Return each entry exactly, with none missing.

Records shown →
>> Start

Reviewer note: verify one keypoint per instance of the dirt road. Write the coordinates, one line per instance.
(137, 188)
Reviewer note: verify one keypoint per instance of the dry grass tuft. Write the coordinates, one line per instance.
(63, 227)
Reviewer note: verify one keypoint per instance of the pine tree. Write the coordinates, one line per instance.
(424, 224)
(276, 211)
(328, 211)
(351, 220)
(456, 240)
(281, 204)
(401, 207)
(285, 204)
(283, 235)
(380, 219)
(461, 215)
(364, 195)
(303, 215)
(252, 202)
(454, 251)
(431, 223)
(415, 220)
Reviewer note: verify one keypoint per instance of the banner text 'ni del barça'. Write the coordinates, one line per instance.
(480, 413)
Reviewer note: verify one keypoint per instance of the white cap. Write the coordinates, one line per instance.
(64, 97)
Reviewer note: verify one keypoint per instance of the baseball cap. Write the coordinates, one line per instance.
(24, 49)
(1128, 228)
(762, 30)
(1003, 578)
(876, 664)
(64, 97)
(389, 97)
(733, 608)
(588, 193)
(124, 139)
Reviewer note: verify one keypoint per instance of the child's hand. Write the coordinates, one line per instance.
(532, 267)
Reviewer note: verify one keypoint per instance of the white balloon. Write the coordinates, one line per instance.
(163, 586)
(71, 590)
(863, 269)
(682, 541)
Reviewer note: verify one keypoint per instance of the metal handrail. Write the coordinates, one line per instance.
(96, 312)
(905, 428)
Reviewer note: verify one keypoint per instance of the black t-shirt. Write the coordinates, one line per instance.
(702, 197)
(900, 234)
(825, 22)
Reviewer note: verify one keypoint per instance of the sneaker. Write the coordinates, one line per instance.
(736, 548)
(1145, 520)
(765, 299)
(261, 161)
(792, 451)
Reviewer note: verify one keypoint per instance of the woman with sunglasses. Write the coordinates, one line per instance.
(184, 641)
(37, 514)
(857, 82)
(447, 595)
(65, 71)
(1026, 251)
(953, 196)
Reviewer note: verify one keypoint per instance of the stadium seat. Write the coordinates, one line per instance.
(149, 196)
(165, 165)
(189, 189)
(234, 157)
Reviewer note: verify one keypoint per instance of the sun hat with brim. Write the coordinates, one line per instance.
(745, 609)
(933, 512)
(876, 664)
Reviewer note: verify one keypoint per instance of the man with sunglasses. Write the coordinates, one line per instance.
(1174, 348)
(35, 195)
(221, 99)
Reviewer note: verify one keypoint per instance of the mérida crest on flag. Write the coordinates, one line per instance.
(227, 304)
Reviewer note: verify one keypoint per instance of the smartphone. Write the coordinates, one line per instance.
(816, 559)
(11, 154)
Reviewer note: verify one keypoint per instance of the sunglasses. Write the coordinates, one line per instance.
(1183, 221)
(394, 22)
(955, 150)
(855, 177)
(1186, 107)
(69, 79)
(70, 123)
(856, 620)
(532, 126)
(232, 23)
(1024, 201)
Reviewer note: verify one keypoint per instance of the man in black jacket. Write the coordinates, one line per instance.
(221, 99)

>> End

Written response →
Reviewer note: verify one keypoint per instance of the dirt road. Write the coordinates, one line per instance.
(137, 188)
Reviewer note: verify one keypoint per instance of the dry grass tuft. Write the coordinates, one line per instance.
(63, 227)
Reviewer note: verify one keypoint per instance of the pine tree. Write the coordinates, one line per instance.
(424, 224)
(276, 211)
(328, 211)
(351, 220)
(456, 240)
(281, 204)
(401, 207)
(285, 204)
(283, 235)
(380, 219)
(461, 215)
(364, 195)
(303, 215)
(252, 202)
(454, 251)
(431, 223)
(415, 220)
Reviewer note: verify one keypoint per instance of the banner text 'ni del barça'. Write the coordinates, one line per instance.
(480, 413)
Reviewer note: verify one keypoint per instance of the white cap. Write the coordinates, one line per instance.
(64, 97)
Reviewer note: verify one keypoint per instance of the baseball cap. Write the coordinates, one line per instance.
(24, 49)
(1128, 228)
(762, 30)
(1003, 578)
(876, 664)
(64, 97)
(389, 97)
(733, 608)
(588, 193)
(124, 139)
Reviewer note: verify one keypoint per instance of the child's hand. Write the coordinates, one line per instance.
(532, 267)
Reviewer note: verify one keypoint per instance of the white balloon. Write the coordinates, one line per instance.
(163, 586)
(71, 590)
(863, 269)
(682, 541)
Reviewer note: verify one keypoint per instance of the metal handrail. Write the coordinates, one line per instance.
(96, 312)
(905, 428)
Reviewer note: verify one keypoint per instance of the black t-shirt. Write the coordinates, one line per instance.
(702, 197)
(900, 234)
(825, 22)
Reviewer note: verify one keypoint per instance of the sneaker. Write the coordinates, one line per instance.
(736, 548)
(1145, 520)
(765, 299)
(261, 161)
(792, 451)
Reviewer note: verify one keypoint per instance of the woman with sunglasses. Write the coordinates, one line per instance.
(184, 641)
(37, 514)
(857, 82)
(447, 595)
(65, 71)
(1026, 251)
(953, 196)
Reviewer note: verify one keypoint per instance of the stadium seat. Write the coordinates, one line per instance.
(149, 196)
(165, 165)
(189, 189)
(234, 157)
Reviewer note: verify one keypoint per instance of the sun hat with brim. Write the coordinates, one line per instance.
(745, 609)
(933, 512)
(876, 664)
Reviewer note: verify one keypoint per instance of the man with sunglasses. Write the coordinates, one line per instance.
(1174, 348)
(35, 195)
(221, 99)
Reviewer note: verify one keypoint per instance of the mérida crest on flag. Write the coordinates, one line per instance.
(227, 304)
Reviewer note: verify one keypoint per instance of the smartphone. Write the coordinates, one line per instance.
(816, 559)
(11, 154)
Reviewer note: verify one keypoint per instance of the sunglasses. Write the coordinates, one line per instance.
(1183, 221)
(394, 22)
(955, 150)
(855, 177)
(1186, 107)
(69, 79)
(70, 123)
(856, 620)
(532, 126)
(232, 23)
(1024, 201)
Reviewer note: verify one keypoint per instance of the man in black jacket. Write the coordinates, one line per instance.
(221, 99)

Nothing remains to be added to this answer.